## Excerpted passage

People go about their daily lives never seeing technologies growing to eventually displace them, even when it’s right in front of their noses.
James Lyman BSAE, BSEE, MSSM
I just witnessed such an example this week while picking up a prescription refill. Living two counties away from where I do my weekly shopping, I leave off refills on Wednesday to be picked up the next Wednesday giving the pharmacy a whole week to fill a new bottle with pills. In this one case, I went two weeks not wanting to grocery shop the day before Thanksgiving, so I was just a little perturbed when I went to pick up the order and found nothing. Not only that, but they didn’t even know anything about the refill or what it was suppose to be. I no longer had the empty bottle, therefore didn’t have the refill prescription. Two weeks to do a simple job, which they had been doing continually for years . . . and they flubbed it!
First, a little background of my pharmacy experience, before going on to the main theme of this article. Like other elderly people, my doctor has prescribed several preventive maintenance drugs, and since the HEB that I do my weekly grocery shopping has a pharmacy, I started there. Apparently it isn’t a very pleasant shop to work in, the people behind the counter having a continual scowl, always changing out with new people, but what the hell . . . as long as they got the job done right, who cares? Then after a few years I go to pick up a prescription and they’ve lost the bottle, had no idea what I needed, telling me in essence, ‘spend you own time to straighten up our goof-up!’ And I did by moving my business a mile down the road to a CVS pharmacy.

## Supplied data
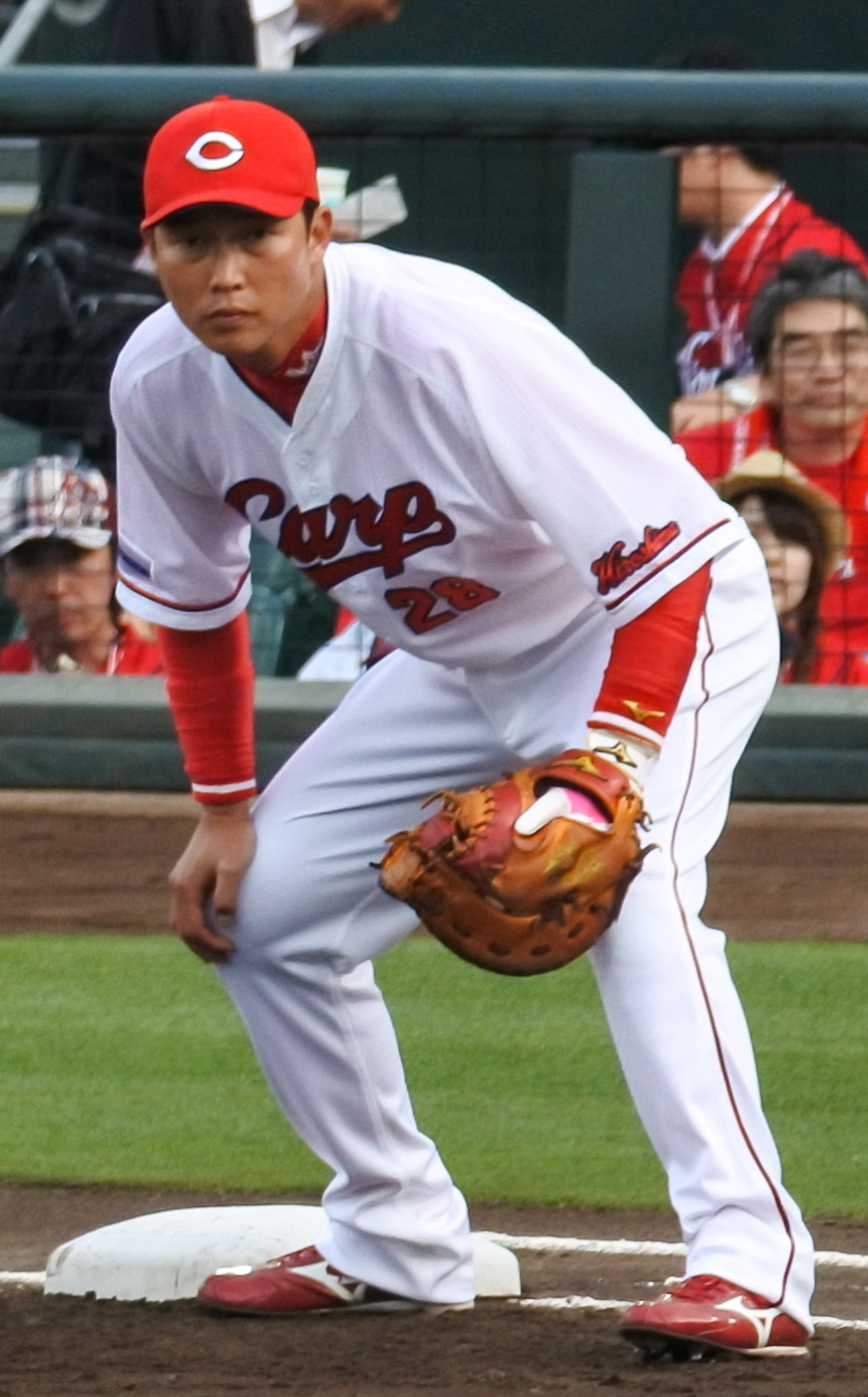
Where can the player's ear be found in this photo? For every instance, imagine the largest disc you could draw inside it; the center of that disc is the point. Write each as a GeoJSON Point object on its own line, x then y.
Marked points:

## Try it
From the pharmacy article above, copy out the passage that starts at "James Lyman BSAE, BSEE, MSSM" and ends after "they flubbed it!".

## Answer below
James Lyman BSAE, BSEE, MSSM
I just witnessed such an example this week while picking up a prescription refill. Living two counties away from where I do my weekly shopping, I leave off refills on Wednesday to be picked up the next Wednesday giving the pharmacy a whole week to fill a new bottle with pills. In this one case, I went two weeks not wanting to grocery shop the day before Thanksgiving, so I was just a little perturbed when I went to pick up the order and found nothing. Not only that, but they didn’t even know anything about the refill or what it was suppose to be. I no longer had the empty bottle, therefore didn’t have the refill prescription. Two weeks to do a simple job, which they had been doing continually for years . . . and they flubbed it!